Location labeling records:
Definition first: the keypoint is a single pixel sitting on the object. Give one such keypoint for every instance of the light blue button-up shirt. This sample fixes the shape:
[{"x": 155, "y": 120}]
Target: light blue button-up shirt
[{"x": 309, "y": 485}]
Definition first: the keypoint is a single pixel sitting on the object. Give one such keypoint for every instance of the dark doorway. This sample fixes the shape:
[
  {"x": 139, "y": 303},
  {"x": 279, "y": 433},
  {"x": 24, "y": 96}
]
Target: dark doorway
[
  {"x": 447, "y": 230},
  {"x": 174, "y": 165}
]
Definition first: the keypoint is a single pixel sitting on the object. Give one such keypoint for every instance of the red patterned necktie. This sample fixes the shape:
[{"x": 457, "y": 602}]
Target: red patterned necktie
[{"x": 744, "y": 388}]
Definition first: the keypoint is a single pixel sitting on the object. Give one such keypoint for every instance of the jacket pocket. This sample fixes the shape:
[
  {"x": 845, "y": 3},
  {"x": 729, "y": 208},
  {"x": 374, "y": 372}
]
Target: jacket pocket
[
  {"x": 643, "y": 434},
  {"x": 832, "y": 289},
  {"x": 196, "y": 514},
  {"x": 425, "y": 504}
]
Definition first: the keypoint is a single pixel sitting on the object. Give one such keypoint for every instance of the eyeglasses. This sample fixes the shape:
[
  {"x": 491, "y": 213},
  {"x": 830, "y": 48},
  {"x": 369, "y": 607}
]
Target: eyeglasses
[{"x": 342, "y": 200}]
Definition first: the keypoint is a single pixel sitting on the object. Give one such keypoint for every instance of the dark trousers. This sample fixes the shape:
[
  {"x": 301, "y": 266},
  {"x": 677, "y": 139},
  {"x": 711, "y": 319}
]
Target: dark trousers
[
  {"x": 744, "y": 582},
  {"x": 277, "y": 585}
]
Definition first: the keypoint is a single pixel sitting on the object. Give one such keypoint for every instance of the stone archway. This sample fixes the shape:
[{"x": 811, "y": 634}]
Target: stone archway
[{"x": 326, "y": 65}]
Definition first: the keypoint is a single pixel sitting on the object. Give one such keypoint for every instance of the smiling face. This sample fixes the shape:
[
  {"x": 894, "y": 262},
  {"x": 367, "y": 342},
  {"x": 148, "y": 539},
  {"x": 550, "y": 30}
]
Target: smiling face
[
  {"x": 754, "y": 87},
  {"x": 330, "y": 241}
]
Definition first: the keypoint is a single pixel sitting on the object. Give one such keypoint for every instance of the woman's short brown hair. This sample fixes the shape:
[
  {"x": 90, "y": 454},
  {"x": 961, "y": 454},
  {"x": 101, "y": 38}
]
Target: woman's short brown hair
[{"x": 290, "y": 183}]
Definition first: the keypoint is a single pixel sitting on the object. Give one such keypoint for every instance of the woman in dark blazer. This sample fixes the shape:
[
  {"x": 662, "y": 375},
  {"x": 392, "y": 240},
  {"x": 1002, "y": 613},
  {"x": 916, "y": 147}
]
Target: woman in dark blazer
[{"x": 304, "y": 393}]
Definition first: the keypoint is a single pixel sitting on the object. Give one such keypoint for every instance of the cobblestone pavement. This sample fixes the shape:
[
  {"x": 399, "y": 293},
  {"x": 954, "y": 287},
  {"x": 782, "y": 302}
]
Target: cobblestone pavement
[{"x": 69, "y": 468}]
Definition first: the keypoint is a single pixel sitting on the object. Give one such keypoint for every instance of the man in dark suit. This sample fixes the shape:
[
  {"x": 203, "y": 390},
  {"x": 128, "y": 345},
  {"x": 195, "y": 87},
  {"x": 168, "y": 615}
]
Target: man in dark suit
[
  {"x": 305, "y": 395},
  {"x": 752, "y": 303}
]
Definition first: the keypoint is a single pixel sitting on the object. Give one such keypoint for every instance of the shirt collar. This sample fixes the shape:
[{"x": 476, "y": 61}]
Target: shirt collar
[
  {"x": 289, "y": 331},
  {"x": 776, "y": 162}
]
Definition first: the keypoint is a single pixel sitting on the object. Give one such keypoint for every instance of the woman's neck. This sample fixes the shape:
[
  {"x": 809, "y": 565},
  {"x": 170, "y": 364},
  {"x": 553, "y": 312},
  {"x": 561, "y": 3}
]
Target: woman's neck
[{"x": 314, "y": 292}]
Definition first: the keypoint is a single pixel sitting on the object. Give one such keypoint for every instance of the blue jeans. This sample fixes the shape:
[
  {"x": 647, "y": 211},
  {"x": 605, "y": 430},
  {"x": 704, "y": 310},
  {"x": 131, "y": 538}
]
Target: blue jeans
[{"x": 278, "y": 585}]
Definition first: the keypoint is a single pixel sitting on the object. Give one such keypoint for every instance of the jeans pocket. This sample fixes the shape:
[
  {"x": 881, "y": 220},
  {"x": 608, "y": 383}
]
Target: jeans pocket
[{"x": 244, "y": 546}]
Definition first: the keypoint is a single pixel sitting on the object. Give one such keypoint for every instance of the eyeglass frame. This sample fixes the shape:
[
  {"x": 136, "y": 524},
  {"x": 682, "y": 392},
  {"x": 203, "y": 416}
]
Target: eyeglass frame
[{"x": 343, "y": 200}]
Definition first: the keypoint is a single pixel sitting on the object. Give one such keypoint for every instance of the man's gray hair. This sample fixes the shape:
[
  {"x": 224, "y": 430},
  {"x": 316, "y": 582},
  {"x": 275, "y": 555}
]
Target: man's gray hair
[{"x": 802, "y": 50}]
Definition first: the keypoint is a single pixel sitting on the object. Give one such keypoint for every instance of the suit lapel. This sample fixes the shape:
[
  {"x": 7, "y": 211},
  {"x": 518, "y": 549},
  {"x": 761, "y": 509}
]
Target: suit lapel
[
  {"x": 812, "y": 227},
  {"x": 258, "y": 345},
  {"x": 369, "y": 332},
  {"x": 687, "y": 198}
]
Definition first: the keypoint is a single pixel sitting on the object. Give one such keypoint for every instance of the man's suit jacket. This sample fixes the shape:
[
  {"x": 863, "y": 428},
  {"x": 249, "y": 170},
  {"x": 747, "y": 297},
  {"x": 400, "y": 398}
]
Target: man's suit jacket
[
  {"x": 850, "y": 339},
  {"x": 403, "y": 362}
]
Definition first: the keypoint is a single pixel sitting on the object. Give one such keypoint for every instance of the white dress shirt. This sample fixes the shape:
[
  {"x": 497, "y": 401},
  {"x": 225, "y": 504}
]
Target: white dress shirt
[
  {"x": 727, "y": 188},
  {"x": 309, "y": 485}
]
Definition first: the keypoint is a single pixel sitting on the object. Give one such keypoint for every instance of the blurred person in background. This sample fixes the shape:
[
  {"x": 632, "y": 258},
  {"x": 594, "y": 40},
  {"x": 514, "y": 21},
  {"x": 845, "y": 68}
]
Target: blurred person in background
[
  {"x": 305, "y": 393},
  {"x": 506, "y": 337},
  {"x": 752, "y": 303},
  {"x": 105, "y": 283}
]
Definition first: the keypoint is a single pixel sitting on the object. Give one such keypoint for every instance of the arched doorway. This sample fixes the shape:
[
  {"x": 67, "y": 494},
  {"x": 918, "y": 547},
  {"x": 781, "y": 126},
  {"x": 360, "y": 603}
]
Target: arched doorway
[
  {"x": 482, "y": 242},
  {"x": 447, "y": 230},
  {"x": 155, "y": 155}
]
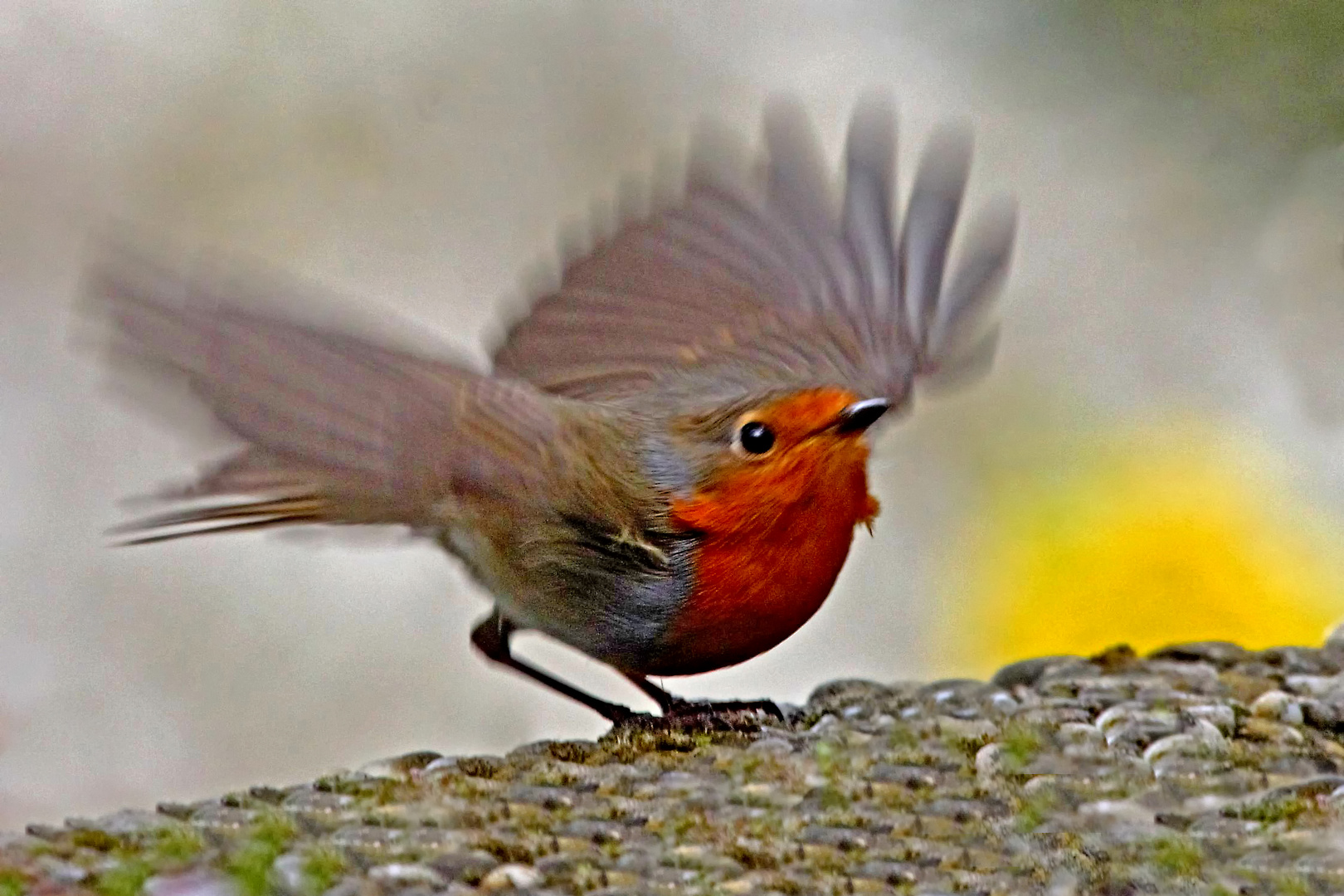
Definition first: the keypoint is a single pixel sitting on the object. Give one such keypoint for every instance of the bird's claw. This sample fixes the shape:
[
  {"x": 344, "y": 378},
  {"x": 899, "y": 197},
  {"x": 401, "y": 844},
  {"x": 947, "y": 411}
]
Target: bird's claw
[{"x": 689, "y": 709}]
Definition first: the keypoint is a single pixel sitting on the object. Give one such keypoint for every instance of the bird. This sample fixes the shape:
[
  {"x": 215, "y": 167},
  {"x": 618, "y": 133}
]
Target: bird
[{"x": 665, "y": 464}]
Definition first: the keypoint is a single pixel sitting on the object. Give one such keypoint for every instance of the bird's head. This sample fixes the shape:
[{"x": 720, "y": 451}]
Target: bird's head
[{"x": 773, "y": 458}]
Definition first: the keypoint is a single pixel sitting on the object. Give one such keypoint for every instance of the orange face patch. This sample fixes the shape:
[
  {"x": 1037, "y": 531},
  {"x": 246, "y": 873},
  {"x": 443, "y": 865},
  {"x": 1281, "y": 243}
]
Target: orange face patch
[{"x": 776, "y": 533}]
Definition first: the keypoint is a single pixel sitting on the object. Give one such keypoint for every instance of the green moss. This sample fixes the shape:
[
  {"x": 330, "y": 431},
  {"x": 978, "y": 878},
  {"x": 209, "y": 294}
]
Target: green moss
[
  {"x": 100, "y": 840},
  {"x": 832, "y": 798},
  {"x": 12, "y": 883},
  {"x": 251, "y": 867},
  {"x": 832, "y": 759},
  {"x": 323, "y": 867},
  {"x": 1177, "y": 857},
  {"x": 903, "y": 738},
  {"x": 178, "y": 844},
  {"x": 1291, "y": 884},
  {"x": 251, "y": 861},
  {"x": 1035, "y": 809},
  {"x": 1272, "y": 811},
  {"x": 127, "y": 879},
  {"x": 1019, "y": 744}
]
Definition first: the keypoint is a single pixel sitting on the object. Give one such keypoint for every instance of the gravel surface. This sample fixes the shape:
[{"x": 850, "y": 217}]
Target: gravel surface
[{"x": 1200, "y": 768}]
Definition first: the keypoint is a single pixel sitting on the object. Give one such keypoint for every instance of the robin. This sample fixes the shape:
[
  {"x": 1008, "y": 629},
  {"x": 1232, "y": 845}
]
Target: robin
[{"x": 665, "y": 465}]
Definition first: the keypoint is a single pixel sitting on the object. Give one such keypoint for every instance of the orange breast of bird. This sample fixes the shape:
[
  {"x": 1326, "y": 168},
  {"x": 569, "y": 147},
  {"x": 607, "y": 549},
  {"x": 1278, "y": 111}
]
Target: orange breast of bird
[{"x": 773, "y": 539}]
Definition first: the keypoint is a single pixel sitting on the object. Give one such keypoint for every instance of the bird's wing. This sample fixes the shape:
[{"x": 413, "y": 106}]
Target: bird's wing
[
  {"x": 778, "y": 282},
  {"x": 339, "y": 427}
]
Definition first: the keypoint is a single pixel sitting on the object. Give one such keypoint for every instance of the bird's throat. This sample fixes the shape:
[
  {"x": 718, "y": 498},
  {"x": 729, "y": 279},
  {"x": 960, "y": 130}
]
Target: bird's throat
[{"x": 771, "y": 548}]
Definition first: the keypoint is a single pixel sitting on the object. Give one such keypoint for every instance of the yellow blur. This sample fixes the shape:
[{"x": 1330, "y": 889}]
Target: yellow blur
[{"x": 1153, "y": 535}]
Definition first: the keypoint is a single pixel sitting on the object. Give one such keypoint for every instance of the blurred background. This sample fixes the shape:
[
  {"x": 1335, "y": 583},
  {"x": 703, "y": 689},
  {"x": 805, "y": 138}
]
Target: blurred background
[{"x": 1159, "y": 455}]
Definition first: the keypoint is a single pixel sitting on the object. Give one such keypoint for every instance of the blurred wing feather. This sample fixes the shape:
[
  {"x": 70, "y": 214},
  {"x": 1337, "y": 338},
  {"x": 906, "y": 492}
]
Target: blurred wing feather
[
  {"x": 339, "y": 427},
  {"x": 778, "y": 281}
]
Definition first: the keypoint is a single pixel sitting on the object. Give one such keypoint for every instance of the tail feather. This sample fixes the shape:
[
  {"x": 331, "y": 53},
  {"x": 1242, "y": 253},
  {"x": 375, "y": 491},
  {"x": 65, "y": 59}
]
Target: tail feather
[{"x": 233, "y": 527}]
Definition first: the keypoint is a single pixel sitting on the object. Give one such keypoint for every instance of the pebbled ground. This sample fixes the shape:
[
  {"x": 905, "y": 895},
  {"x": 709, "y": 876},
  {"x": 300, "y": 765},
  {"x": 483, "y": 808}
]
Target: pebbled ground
[{"x": 1200, "y": 768}]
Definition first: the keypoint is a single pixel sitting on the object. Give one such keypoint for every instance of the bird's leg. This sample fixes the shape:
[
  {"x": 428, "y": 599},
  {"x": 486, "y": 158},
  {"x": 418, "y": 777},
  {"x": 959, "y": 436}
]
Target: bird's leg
[
  {"x": 674, "y": 705},
  {"x": 491, "y": 638}
]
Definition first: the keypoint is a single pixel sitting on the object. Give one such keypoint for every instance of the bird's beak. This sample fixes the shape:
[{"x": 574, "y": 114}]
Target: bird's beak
[{"x": 860, "y": 416}]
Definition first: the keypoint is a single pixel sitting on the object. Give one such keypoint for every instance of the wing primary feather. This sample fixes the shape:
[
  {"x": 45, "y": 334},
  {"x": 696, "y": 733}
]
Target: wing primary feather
[
  {"x": 869, "y": 202},
  {"x": 930, "y": 221},
  {"x": 980, "y": 271},
  {"x": 799, "y": 188}
]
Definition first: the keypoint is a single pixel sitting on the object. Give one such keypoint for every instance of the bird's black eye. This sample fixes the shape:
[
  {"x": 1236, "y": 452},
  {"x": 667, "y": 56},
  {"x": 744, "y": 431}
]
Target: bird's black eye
[{"x": 756, "y": 438}]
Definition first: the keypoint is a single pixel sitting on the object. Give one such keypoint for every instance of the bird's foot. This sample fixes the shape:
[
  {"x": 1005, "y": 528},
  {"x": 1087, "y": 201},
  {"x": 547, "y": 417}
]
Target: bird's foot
[{"x": 680, "y": 709}]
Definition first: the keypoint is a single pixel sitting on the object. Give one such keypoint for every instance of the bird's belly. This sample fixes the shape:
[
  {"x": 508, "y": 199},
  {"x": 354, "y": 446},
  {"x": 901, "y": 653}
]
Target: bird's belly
[{"x": 749, "y": 596}]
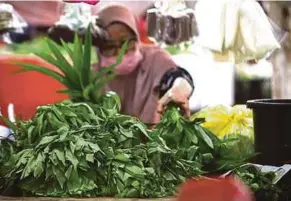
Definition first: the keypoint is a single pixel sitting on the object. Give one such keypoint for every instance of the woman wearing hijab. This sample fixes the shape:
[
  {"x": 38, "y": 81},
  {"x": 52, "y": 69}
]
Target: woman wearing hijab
[{"x": 147, "y": 78}]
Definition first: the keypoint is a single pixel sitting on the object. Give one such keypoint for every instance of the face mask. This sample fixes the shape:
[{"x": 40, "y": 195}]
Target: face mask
[{"x": 128, "y": 64}]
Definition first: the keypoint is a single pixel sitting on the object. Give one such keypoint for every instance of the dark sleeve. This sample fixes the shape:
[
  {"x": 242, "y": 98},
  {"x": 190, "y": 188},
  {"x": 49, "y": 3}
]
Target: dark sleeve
[{"x": 170, "y": 76}]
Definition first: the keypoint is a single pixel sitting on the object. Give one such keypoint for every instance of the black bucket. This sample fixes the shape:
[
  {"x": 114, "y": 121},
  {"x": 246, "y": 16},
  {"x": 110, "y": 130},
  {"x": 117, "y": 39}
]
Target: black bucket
[{"x": 272, "y": 129}]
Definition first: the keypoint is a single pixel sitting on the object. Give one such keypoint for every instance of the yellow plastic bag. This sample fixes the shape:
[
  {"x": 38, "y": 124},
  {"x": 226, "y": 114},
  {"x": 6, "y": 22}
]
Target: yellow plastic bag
[{"x": 226, "y": 121}]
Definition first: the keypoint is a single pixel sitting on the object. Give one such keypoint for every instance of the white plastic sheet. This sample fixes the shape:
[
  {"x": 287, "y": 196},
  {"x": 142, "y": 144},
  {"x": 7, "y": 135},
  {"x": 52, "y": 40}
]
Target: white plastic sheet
[
  {"x": 75, "y": 15},
  {"x": 240, "y": 27},
  {"x": 16, "y": 24}
]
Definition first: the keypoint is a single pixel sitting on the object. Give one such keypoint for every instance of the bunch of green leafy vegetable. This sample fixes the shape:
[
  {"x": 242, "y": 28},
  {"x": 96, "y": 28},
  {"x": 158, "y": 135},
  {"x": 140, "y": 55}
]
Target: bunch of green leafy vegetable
[
  {"x": 36, "y": 46},
  {"x": 81, "y": 149},
  {"x": 84, "y": 147},
  {"x": 7, "y": 148}
]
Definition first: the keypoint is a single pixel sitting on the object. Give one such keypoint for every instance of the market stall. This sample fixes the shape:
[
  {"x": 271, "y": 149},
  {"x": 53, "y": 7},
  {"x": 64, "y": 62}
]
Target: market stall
[{"x": 78, "y": 143}]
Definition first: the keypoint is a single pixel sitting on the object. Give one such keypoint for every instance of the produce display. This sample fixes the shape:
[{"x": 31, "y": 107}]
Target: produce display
[{"x": 84, "y": 147}]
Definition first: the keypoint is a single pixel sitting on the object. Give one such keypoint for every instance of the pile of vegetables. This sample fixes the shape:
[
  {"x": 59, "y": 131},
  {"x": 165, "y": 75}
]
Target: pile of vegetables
[{"x": 84, "y": 147}]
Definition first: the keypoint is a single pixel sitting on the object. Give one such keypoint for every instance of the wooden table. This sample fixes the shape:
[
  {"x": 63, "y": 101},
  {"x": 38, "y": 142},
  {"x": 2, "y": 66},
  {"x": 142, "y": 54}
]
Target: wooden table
[{"x": 78, "y": 199}]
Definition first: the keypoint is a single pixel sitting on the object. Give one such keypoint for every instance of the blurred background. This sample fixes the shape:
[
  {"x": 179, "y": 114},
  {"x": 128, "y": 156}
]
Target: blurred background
[{"x": 217, "y": 81}]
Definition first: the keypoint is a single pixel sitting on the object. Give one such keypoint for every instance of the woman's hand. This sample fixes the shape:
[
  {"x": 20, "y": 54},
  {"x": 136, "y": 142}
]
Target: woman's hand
[{"x": 179, "y": 94}]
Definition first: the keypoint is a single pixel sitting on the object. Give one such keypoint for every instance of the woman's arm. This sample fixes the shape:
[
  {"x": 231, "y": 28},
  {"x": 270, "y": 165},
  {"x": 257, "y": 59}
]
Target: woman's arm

## TASK:
Set down, exactly and in full, the lines from the one containing "the woman's hand." through the end of the entries; no other line belongs.

## REPLY:
Definition first: the keypoint is a single pixel sitting on the object. Give one such keypoint for every instance of the woman's hand. This sample fixes the shape:
[
  {"x": 20, "y": 54},
  {"x": 136, "y": 142}
]
Target: woman's hand
[{"x": 179, "y": 94}]
Definition first: the keypoint is a single pixel sitting on the object. Give one such keypoint for every instance of the woman's arm. This sample fixes the shape:
[
  {"x": 231, "y": 28},
  {"x": 270, "y": 165},
  {"x": 257, "y": 59}
]
Target: woman's arm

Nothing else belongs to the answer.